[Stored dataset items]
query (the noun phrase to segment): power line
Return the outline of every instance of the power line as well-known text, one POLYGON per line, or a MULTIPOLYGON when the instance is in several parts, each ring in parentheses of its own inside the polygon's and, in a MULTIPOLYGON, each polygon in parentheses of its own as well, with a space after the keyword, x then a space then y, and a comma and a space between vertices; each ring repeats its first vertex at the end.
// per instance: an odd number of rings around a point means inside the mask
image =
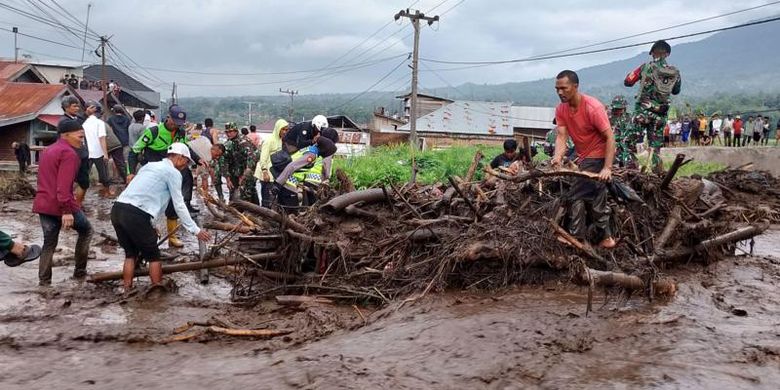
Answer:
POLYGON ((341 109, 342 107, 344 107, 344 106, 348 105, 349 103, 352 103, 352 102, 354 102, 355 100, 357 100, 357 98, 359 98, 359 97, 361 97, 361 96, 365 95, 366 93, 368 93, 369 91, 371 91, 371 89, 372 89, 372 88, 374 88, 375 86, 377 86, 379 83, 381 83, 382 81, 384 81, 386 78, 390 77, 390 75, 391 75, 391 74, 393 74, 393 72, 395 72, 396 70, 398 70, 398 68, 400 68, 400 67, 401 67, 401 65, 405 64, 405 63, 406 63, 406 61, 408 61, 408 60, 409 60, 409 59, 408 59, 408 58, 406 58, 406 59, 404 59, 403 61, 399 62, 399 63, 398 63, 398 65, 396 65, 396 66, 395 66, 393 69, 391 69, 389 72, 387 72, 387 73, 386 73, 384 76, 382 76, 382 77, 381 77, 379 80, 377 80, 377 81, 376 81, 374 84, 371 84, 371 86, 370 86, 370 87, 368 87, 368 88, 366 88, 366 90, 365 90, 365 91, 363 91, 363 92, 360 92, 359 94, 357 94, 357 95, 353 96, 351 99, 347 100, 346 102, 344 102, 344 103, 342 103, 342 104, 339 104, 338 106, 336 106, 336 107, 333 107, 333 108, 331 108, 331 109, 330 109, 330 110, 328 110, 328 111, 335 111, 335 110, 341 109))
MULTIPOLYGON (((678 36, 673 36, 673 37, 668 37, 668 38, 663 38, 663 39, 665 39, 667 41, 672 41, 672 40, 677 40, 677 39, 695 37, 695 36, 699 36, 699 35, 712 34, 712 33, 721 32, 721 31, 734 30, 734 29, 743 28, 743 27, 755 26, 755 25, 759 25, 759 24, 775 22, 775 21, 778 21, 778 20, 780 20, 780 17, 773 17, 773 18, 769 18, 769 19, 758 20, 758 21, 748 22, 748 23, 742 23, 742 24, 729 26, 729 27, 710 29, 710 30, 700 31, 700 32, 695 32, 695 33, 690 33, 690 34, 678 35, 678 36)), ((487 66, 487 65, 501 65, 501 64, 511 64, 511 63, 520 63, 520 62, 534 62, 534 61, 550 60, 550 59, 557 59, 557 58, 575 57, 575 56, 581 56, 581 55, 586 55, 586 54, 604 53, 604 52, 608 52, 608 51, 615 51, 615 50, 628 49, 628 48, 632 48, 632 47, 645 46, 645 45, 649 45, 649 44, 654 43, 654 42, 655 42, 655 40, 647 41, 647 42, 633 43, 633 44, 628 44, 628 45, 615 46, 615 47, 608 47, 608 48, 604 48, 604 49, 580 51, 580 52, 571 53, 571 54, 556 54, 556 55, 526 57, 526 58, 518 58, 518 59, 512 59, 512 60, 501 60, 501 61, 445 61, 445 60, 437 60, 437 59, 430 59, 430 58, 420 58, 420 60, 427 61, 427 62, 433 62, 433 63, 437 63, 437 64, 451 64, 451 65, 484 65, 484 66, 487 66)), ((439 69, 439 70, 443 70, 443 69, 439 69)))
MULTIPOLYGON (((7 28, 2 28, 2 27, 0 27, 0 30, 3 30, 3 31, 8 31, 8 32, 10 32, 10 33, 12 33, 12 32, 13 32, 13 30, 10 30, 10 29, 7 29, 7 28)), ((74 48, 74 49, 79 49, 79 50, 81 50, 81 48, 80 48, 80 47, 76 47, 76 46, 73 46, 73 45, 69 45, 69 44, 67 44, 67 43, 62 43, 62 42, 52 41, 51 39, 41 38, 41 37, 37 37, 37 36, 35 36, 35 35, 25 34, 25 33, 22 33, 22 32, 19 32, 19 33, 17 33, 17 34, 19 34, 19 35, 21 35, 21 36, 23 36, 23 37, 32 38, 32 39, 37 39, 37 40, 39 40, 39 41, 48 42, 48 43, 52 43, 52 44, 55 44, 55 45, 60 45, 60 46, 65 46, 65 47, 71 47, 71 48, 74 48)))

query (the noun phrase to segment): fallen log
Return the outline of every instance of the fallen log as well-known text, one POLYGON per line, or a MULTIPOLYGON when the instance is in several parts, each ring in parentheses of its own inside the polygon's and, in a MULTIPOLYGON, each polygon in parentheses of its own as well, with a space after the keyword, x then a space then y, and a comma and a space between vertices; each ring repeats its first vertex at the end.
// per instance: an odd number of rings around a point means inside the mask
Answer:
POLYGON ((355 204, 351 204, 351 205, 349 205, 349 206, 344 208, 344 212, 347 213, 348 215, 352 215, 352 216, 355 216, 355 217, 365 217, 365 218, 370 218, 370 219, 379 219, 379 214, 372 213, 370 211, 366 211, 366 210, 361 209, 359 207, 360 204, 361 204, 360 202, 355 203, 355 204))
POLYGON ((213 230, 223 230, 226 232, 238 232, 241 234, 249 234, 253 232, 253 230, 250 229, 249 226, 246 226, 244 224, 234 225, 232 223, 217 222, 217 221, 206 222, 203 224, 203 228, 213 229, 213 230))
POLYGON ((458 183, 455 182, 455 179, 452 178, 452 176, 447 176, 447 180, 450 181, 450 184, 453 188, 455 188, 455 191, 460 195, 460 197, 466 201, 466 204, 469 206, 471 211, 474 213, 474 216, 477 217, 477 221, 479 221, 482 218, 482 215, 479 214, 479 210, 477 210, 477 207, 474 206, 474 203, 469 199, 465 193, 460 189, 460 186, 458 186, 458 183))
POLYGON ((550 225, 552 226, 553 230, 555 231, 555 234, 557 234, 558 237, 560 237, 561 239, 569 243, 571 246, 581 250, 591 258, 594 258, 602 262, 604 261, 604 258, 601 257, 601 255, 599 255, 598 252, 596 252, 596 250, 593 249, 592 246, 590 246, 590 244, 588 244, 587 242, 581 242, 576 237, 572 236, 571 234, 569 234, 569 232, 567 232, 562 227, 560 227, 560 225, 555 223, 555 221, 553 220, 548 220, 548 221, 550 222, 550 225))
POLYGON ((277 295, 274 299, 276 299, 276 303, 282 306, 300 306, 304 303, 333 303, 331 299, 311 295, 277 295))
POLYGON ((103 237, 103 238, 105 238, 108 241, 113 241, 113 242, 119 243, 119 240, 116 237, 114 237, 114 236, 112 236, 112 235, 110 235, 110 234, 108 234, 106 232, 100 232, 100 233, 98 233, 98 235, 100 235, 100 237, 103 237))
MULTIPOLYGON (((274 259, 277 258, 278 256, 279 255, 277 253, 262 253, 259 255, 252 255, 252 259, 253 260, 274 259)), ((193 261, 189 263, 180 263, 180 264, 163 264, 162 269, 163 269, 163 274, 172 274, 175 272, 197 271, 199 269, 206 269, 206 268, 227 267, 229 265, 236 265, 244 261, 246 260, 242 258, 193 261)), ((139 277, 139 276, 148 276, 148 275, 149 275, 148 268, 142 268, 142 269, 136 268, 134 276, 139 277)), ((98 283, 98 282, 106 282, 109 280, 119 280, 119 279, 122 279, 122 271, 100 272, 100 273, 92 274, 89 276, 88 281, 92 283, 98 283)))
POLYGON ((479 162, 482 161, 482 152, 477 150, 476 153, 474 153, 474 159, 471 160, 471 165, 469 165, 469 170, 466 172, 466 183, 470 183, 474 180, 474 174, 477 173, 477 167, 479 166, 479 162))
MULTIPOLYGON (((645 282, 639 276, 621 272, 599 271, 588 267, 581 267, 576 273, 575 282, 600 287, 620 287, 629 291, 646 288, 645 282)), ((653 281, 653 291, 656 296, 672 296, 677 291, 677 286, 673 280, 661 278, 653 281)))
POLYGON ((336 169, 336 179, 339 181, 339 190, 343 193, 355 192, 355 185, 343 169, 336 169))
POLYGON ((385 200, 385 192, 381 188, 372 188, 369 190, 361 190, 350 192, 344 195, 339 195, 328 203, 325 203, 320 208, 332 213, 344 210, 347 206, 355 204, 357 202, 364 202, 365 204, 381 202, 385 200))
POLYGON ((744 226, 729 233, 702 241, 694 247, 685 247, 671 251, 660 250, 658 253, 656 253, 656 261, 667 262, 678 259, 685 259, 691 255, 715 249, 721 245, 736 243, 753 238, 763 233, 767 229, 769 229, 769 221, 762 221, 760 223, 744 226))
POLYGON ((244 210, 253 214, 257 214, 264 219, 271 220, 278 224, 284 224, 290 227, 291 229, 295 230, 296 232, 308 233, 309 231, 308 229, 306 229, 305 226, 292 220, 291 218, 285 217, 282 214, 277 213, 276 211, 267 209, 265 207, 256 205, 254 203, 250 203, 244 200, 234 200, 233 202, 231 202, 231 204, 234 205, 239 210, 244 210))
POLYGON ((406 233, 406 239, 410 241, 428 241, 435 238, 438 239, 449 232, 450 230, 446 228, 421 228, 406 233))

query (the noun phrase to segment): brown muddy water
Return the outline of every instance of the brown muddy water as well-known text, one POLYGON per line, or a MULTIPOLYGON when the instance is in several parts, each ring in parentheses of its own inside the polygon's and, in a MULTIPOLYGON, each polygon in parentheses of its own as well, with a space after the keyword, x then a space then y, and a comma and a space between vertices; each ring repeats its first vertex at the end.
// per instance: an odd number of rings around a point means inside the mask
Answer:
MULTIPOLYGON (((110 206, 88 197, 96 231, 110 206)), ((5 204, 0 229, 41 242, 30 202, 5 204)), ((96 235, 89 272, 121 268, 96 235)), ((186 237, 185 252, 197 245, 186 237)), ((780 230, 754 255, 671 272, 668 301, 596 296, 565 284, 432 294, 400 309, 232 305, 230 284, 169 276, 178 291, 122 299, 116 285, 69 279, 60 236, 53 285, 37 262, 0 268, 0 389, 777 389, 780 230), (360 311, 358 313, 358 310, 360 311), (361 317, 362 315, 362 317, 361 317), (365 320, 363 319, 365 318, 365 320), (272 340, 218 336, 162 344, 187 321, 291 329, 272 340)), ((747 247, 745 250, 749 250, 747 247)), ((146 279, 141 280, 141 284, 146 279)))

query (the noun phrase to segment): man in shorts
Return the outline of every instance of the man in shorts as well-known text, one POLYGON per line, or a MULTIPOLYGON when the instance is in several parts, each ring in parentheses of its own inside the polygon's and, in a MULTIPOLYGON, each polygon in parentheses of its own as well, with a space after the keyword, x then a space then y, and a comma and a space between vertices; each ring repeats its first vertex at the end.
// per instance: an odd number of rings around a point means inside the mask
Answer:
POLYGON ((114 225, 119 245, 125 251, 122 268, 125 291, 133 287, 135 263, 139 256, 149 262, 149 277, 153 286, 162 283, 162 264, 157 247, 157 233, 152 220, 162 215, 173 203, 182 226, 201 241, 211 235, 192 220, 181 194, 180 170, 190 164, 192 158, 187 145, 175 142, 168 147, 168 156, 162 161, 143 166, 127 188, 114 202, 111 224, 114 225))

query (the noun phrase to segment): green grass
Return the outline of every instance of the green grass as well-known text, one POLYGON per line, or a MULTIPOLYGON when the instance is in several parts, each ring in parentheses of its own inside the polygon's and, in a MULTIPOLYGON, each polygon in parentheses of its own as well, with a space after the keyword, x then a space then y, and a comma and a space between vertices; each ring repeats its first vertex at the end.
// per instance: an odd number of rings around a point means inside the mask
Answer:
MULTIPOLYGON (((482 151, 487 164, 501 153, 501 147, 453 146, 442 150, 428 150, 417 154, 417 181, 422 184, 444 183, 447 176, 464 176, 469 169, 474 153, 482 151)), ((356 188, 368 188, 378 184, 396 184, 409 181, 411 158, 406 145, 382 146, 372 149, 365 156, 336 159, 335 168, 343 169, 356 188)), ((481 169, 477 179, 482 178, 481 169)))
MULTIPOLYGON (((464 176, 469 169, 474 153, 482 151, 485 156, 482 159, 480 169, 477 170, 476 179, 482 179, 481 167, 488 164, 493 157, 502 152, 500 146, 453 146, 448 149, 427 150, 417 154, 417 181, 422 184, 446 183, 447 176, 464 176)), ((369 188, 381 184, 398 184, 409 181, 411 175, 411 158, 409 147, 406 145, 382 146, 373 148, 371 153, 365 156, 336 159, 335 169, 343 169, 352 179, 355 187, 369 188)), ((541 162, 549 159, 539 148, 539 153, 534 161, 541 162)), ((668 169, 673 160, 664 161, 668 169)), ((645 163, 640 158, 640 163, 645 163)), ((724 165, 712 162, 692 161, 684 165, 677 172, 676 177, 691 175, 707 176, 709 173, 725 168, 724 165)))

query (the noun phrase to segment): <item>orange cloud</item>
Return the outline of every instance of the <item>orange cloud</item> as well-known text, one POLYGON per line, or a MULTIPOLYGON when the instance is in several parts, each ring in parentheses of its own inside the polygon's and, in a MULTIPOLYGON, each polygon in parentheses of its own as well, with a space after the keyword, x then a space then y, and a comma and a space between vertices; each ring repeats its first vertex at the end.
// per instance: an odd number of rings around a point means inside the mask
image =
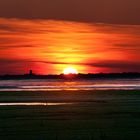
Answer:
POLYGON ((0 73, 140 71, 139 38, 139 25, 1 18, 0 73))

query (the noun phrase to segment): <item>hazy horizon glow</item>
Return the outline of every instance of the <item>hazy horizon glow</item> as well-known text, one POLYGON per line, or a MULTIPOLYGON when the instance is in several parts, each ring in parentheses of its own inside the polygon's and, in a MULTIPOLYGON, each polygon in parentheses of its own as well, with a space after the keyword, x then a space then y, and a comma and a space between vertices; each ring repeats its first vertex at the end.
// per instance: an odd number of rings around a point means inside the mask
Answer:
POLYGON ((0 74, 140 72, 140 25, 0 18, 0 74))

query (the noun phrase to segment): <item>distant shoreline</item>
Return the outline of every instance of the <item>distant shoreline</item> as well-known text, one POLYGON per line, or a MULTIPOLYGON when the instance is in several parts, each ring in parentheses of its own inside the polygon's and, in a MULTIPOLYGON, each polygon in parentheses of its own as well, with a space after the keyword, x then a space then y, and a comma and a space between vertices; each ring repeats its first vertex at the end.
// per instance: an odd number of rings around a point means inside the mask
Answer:
POLYGON ((140 73, 89 73, 89 74, 60 74, 60 75, 36 75, 36 74, 24 74, 24 75, 1 75, 0 80, 22 80, 22 79, 134 79, 140 78, 140 73))

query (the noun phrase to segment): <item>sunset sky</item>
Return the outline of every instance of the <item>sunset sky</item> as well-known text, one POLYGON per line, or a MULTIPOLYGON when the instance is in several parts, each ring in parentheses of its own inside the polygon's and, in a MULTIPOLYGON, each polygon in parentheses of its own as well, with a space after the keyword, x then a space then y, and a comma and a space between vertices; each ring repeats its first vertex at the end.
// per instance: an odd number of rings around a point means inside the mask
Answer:
POLYGON ((1 0, 0 75, 140 72, 139 0, 1 0))

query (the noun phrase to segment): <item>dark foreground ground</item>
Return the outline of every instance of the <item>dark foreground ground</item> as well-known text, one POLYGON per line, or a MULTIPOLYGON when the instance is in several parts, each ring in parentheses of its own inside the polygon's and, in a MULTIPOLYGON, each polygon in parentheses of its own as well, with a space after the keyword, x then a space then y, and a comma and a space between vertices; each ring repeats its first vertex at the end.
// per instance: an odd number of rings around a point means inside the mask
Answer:
POLYGON ((0 92, 0 140, 139 140, 140 91, 0 92))

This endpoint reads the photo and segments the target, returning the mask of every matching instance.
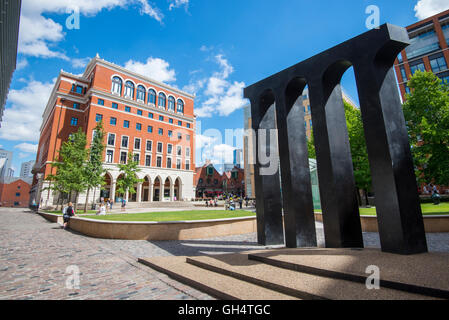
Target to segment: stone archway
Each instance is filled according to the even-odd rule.
[[[173,183],[172,183],[170,177],[167,177],[164,182],[164,194],[162,195],[163,196],[162,201],[165,201],[165,199],[169,199],[169,201],[173,200],[173,188],[172,187],[173,187]]]
[[[143,178],[142,182],[142,202],[151,202],[151,194],[152,194],[152,185],[151,185],[151,178],[149,176],[145,176]]]
[[[182,201],[182,182],[179,177],[176,178],[173,186],[173,200]]]
[[[153,201],[161,201],[161,188],[161,178],[157,176],[153,183]]]

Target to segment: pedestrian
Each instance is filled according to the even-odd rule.
[[[248,196],[245,197],[245,206],[248,208],[249,205],[249,198]]]
[[[126,210],[126,200],[122,199],[122,211]]]
[[[241,197],[239,198],[239,205],[240,209],[243,209],[243,199]]]
[[[98,208],[97,215],[105,216],[106,215],[106,206],[104,203],[100,204],[100,208]]]
[[[209,207],[209,201],[206,200],[206,208]]]
[[[113,205],[113,204],[114,204],[114,200],[111,199],[111,200],[109,201],[109,205],[110,205],[111,211],[112,211],[112,205]]]
[[[64,230],[67,229],[67,224],[70,221],[71,217],[76,217],[76,213],[75,213],[75,209],[73,208],[73,204],[71,202],[68,203],[68,206],[65,210],[65,213],[63,214],[63,219],[64,219]]]

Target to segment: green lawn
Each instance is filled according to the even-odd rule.
[[[51,210],[44,210],[44,212],[57,214],[58,216],[62,216],[61,210],[53,210],[53,211],[51,211]],[[97,211],[96,210],[87,210],[87,214],[90,214],[90,213],[97,213]],[[82,215],[82,214],[85,214],[85,213],[84,213],[83,210],[78,210],[76,214],[77,215]]]
[[[438,206],[431,203],[421,204],[421,210],[424,216],[449,214],[449,202],[442,202]],[[321,210],[315,210],[321,212]],[[375,216],[376,208],[360,208],[360,214],[365,216]]]
[[[225,211],[225,210],[197,210],[197,211],[176,211],[176,212],[148,212],[130,214],[111,214],[106,216],[89,216],[89,219],[109,220],[109,221],[195,221],[214,220],[226,218],[251,217],[256,214],[245,210]]]

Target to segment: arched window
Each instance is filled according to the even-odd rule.
[[[144,86],[138,86],[137,87],[137,100],[144,102],[145,101],[145,94],[146,94],[146,90]]]
[[[122,79],[119,77],[112,78],[112,93],[122,95]]]
[[[178,107],[177,107],[178,113],[184,113],[184,102],[181,99],[178,99]]]
[[[175,112],[175,98],[168,97],[168,111]]]
[[[163,92],[159,93],[159,97],[158,97],[158,106],[159,108],[163,108],[165,109],[165,94]]]
[[[153,89],[148,90],[148,103],[156,105],[156,91]]]
[[[134,99],[134,83],[131,81],[125,83],[125,97]]]

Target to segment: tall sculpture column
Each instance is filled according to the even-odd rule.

■ Exercise instructions: Across all the records above, count the lines that contain "fallen" and reply with only the number.

■ Answer space: 2